## Records for this task

○ ○ ○ ○

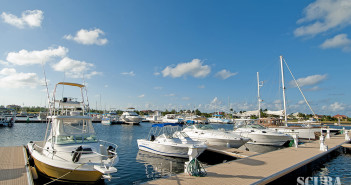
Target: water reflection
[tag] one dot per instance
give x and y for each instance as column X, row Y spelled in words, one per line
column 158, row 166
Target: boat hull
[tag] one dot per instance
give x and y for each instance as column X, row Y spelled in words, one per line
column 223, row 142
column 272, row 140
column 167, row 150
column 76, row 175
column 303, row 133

○ ○ ○ ○

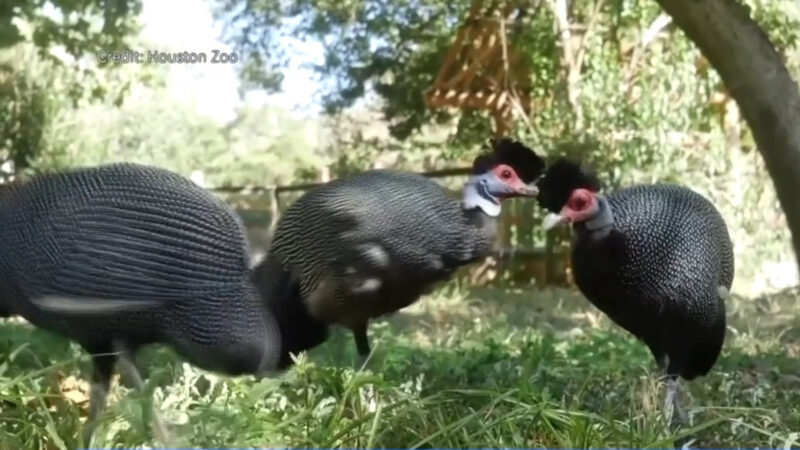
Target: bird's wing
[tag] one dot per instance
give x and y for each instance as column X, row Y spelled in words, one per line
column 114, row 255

○ ○ ○ ○

## Given exercise
Can you rewrite the material from the line containing "Target: bird's wing" up to and including the line containing "column 114, row 255" as a JSON list of strings, with one string per line and any blank lines left out?

## Worked answer
[
  "Target: bird's wing",
  "[tag] one dot per instance",
  "give x and y for each instance as column X, row Y spelled in words, one per line",
  "column 114, row 255"
]